- PASSAGE FOR REVIEW

Researchers from La Plata Museum and the Argentine Antarctic Institute discovered the fossilized skin of a 43 million-year-old giant penguin in Antarctica, on Marambio Island. It is the first specimen of its kind that has been discovered, and scientists hail the discovery as a unique, one-of-a-kind find.
Dr. Carolina Acosta Hospitaleche, a researcher at the Vertebrate Paleontology Division of the La Plata Museum (MLP) and CONICET, revealed that “the fossilization of the skin of this wing makes up a unique event because it is the first specimen of a penguin with preserved skin in the world”.
“It is the first penguin with skin preserved in this way, and even more so, the first representative of a modern bird with petrified skin worldwide,” added the lead author of the study recently published in the scientific journal Lethaia.
A different, greener Antarctica
43 million years ago, during the Eocene, Antarctica was not the white, frozen icy continent it is today.
In fact, millions of years, it was a much different place, suitable for life of all kinds. Researchers have found evidence that millions of years ago, Antarctica was home to incredibly lush forests and very diverse fauna.
And at that time, the continent was home to truly giant penguins.

- EXCERPTED RECORDS
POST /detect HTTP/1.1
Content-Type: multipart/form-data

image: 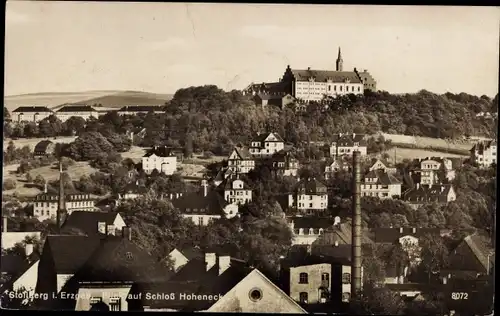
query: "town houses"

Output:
[244,47,377,102]
[142,146,177,175]
[470,139,497,168]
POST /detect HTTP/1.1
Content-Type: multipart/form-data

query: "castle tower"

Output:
[337,47,344,71]
[56,160,66,233]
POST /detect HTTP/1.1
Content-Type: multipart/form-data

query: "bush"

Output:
[3,179,16,190]
[201,151,214,159]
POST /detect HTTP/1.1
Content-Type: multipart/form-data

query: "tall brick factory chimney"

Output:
[351,151,361,298]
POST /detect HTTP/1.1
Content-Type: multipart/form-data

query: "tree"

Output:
[116,197,195,260]
[419,235,449,280]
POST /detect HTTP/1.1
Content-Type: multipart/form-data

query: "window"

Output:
[342,292,351,302]
[299,292,308,304]
[299,272,309,284]
[90,296,102,307]
[342,273,351,284]
[321,273,330,286]
[109,297,121,312]
[248,288,262,302]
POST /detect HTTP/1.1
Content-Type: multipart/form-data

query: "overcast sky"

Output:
[5,1,500,96]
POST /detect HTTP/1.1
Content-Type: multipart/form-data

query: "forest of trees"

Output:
[4,85,498,154]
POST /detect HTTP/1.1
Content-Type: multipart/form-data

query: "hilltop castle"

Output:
[244,47,377,101]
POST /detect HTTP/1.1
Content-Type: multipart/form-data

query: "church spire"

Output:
[337,46,343,71]
[56,159,66,233]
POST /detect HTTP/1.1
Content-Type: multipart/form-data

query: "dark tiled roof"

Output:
[315,222,372,245]
[179,247,204,260]
[252,132,284,143]
[245,82,284,94]
[297,178,327,195]
[311,243,374,264]
[143,146,173,157]
[69,236,172,283]
[34,140,53,153]
[62,211,118,236]
[292,69,362,83]
[372,227,441,243]
[118,105,164,112]
[332,134,366,147]
[281,249,351,268]
[219,177,251,190]
[365,170,401,185]
[123,182,148,194]
[471,139,497,155]
[42,235,99,274]
[256,93,284,100]
[12,106,52,113]
[289,217,335,229]
[57,104,97,113]
[172,191,228,215]
[35,193,93,201]
[403,184,452,203]
[234,147,253,160]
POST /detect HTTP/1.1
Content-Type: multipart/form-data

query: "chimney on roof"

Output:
[201,180,208,197]
[24,243,34,257]
[205,252,217,271]
[351,150,362,298]
[122,227,132,240]
[219,256,231,275]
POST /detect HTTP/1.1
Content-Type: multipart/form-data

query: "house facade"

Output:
[142,146,177,175]
[227,147,255,173]
[172,183,239,226]
[402,183,457,209]
[33,193,96,221]
[249,133,285,157]
[245,48,377,101]
[272,150,299,177]
[219,177,252,205]
[117,105,165,115]
[330,133,367,159]
[56,104,99,122]
[33,140,56,157]
[288,217,335,245]
[323,158,352,180]
[288,178,328,215]
[368,159,397,174]
[419,157,455,185]
[361,170,401,198]
[470,139,497,168]
[11,106,54,123]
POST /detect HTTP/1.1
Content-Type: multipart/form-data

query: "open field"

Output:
[4,91,119,112]
[3,136,76,150]
[4,90,172,112]
[3,162,97,196]
[82,91,172,108]
[378,147,468,163]
[381,133,484,150]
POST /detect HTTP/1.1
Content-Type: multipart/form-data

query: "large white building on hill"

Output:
[244,48,377,101]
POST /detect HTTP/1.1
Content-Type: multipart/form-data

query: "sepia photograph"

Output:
[0,0,500,316]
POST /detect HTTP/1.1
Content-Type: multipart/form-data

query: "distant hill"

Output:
[4,90,172,112]
[81,91,172,108]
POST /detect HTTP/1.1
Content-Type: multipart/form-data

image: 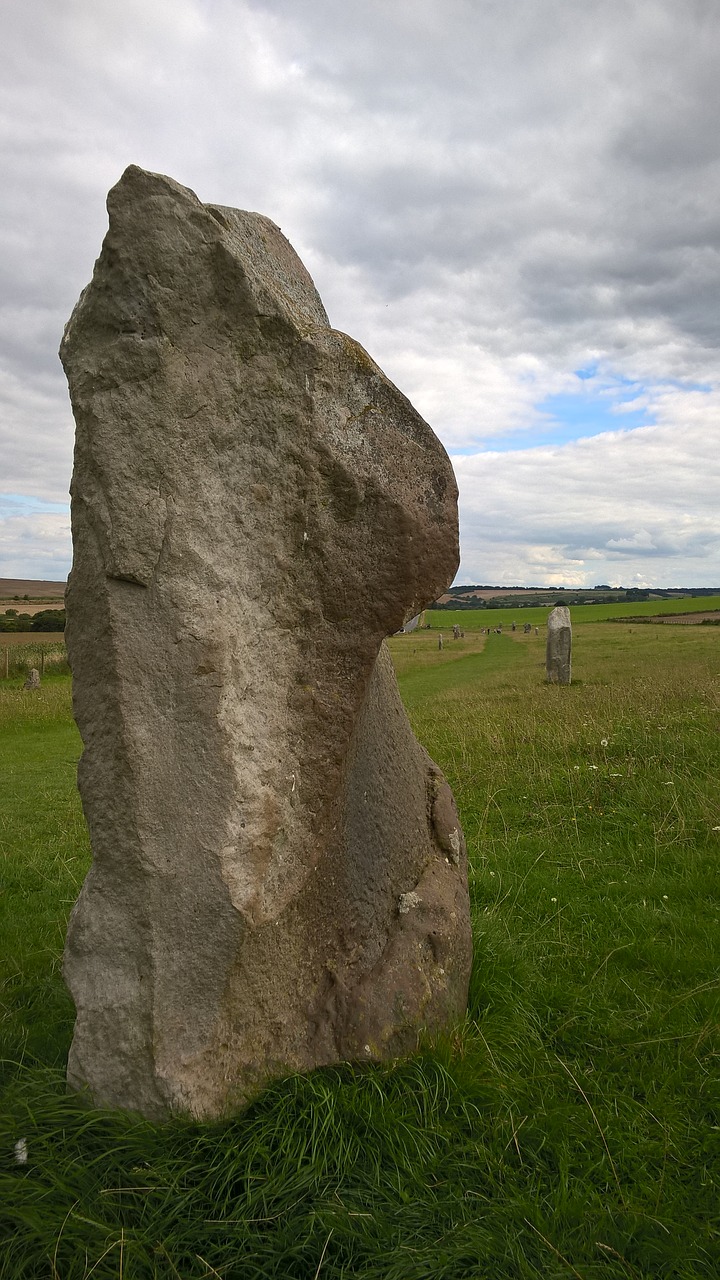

- TASKS FOR THIS EXERCISE
a. Why does the passage on the fossilized penguin skin call the preservation of skin on this wing a unique event? Answer in one to three sentences.
b. Continue the passage on the fossilized penguin skin from Antarctica, starting after its last sentence.

- ANSWERS PROVIDED
a. It is a unique event because this is the first penguin specimen in the world found with preserved skin. It is also the first modern bird known anywhere with petrified skin.

b.
These massive penguins are believed to have stood upright with more than two meters in height. In addition to massive penguins, the continent was also home to much smaller specimens that were no more than 50 centimeters tall.
The recently uncovered fossilized skin is believed to have belonged to a species called the Palaeeudyptes gunnari, one of the most numerous species of penguins that lived in Antarctica during the Eocene.
“The skin has been preserved as a fossil on both surfaces of the wing, packing the bones that have been articulated in their original position, including the elements that ossify from the tendons,” said Acosta Hospitaleche.
“This has given us the opportunity to analyze the connective tissue of the wing and the morphology and density of the skin follicles where the feathers are inserted.”
This discovery was made by Sergio Santillana of the Argentine Antarctic Institute during the 2014 Antarctic campaign.
The fossil was subsequently studied at the Museo de La Plata, in the capital of the province of Buenos Aires.
The researchers further revealed that in this fossil, the skin is completely naked, because the feathers were completely destroyed during the fossilization processes. However, Dr. Acosta Hospitaleche indicates that part of the organic matter that made up the feathers may have been sparsely preserved.
Comparison of this fossilized skin with today’s larger penguin species, such as the emperor penguin, shows that Palaeeudyptes gunnari, and probably other Antarctic Eocene penguins, already had adaptations to protect themselves from the cold.
The scientists have revealed in the new study that its plumage, less dense than that developed by modern penguins, demonstrates that the early acquisition of characters linked to adaptation to extreme cold would have been key to the success achieved by this group during the Eocene.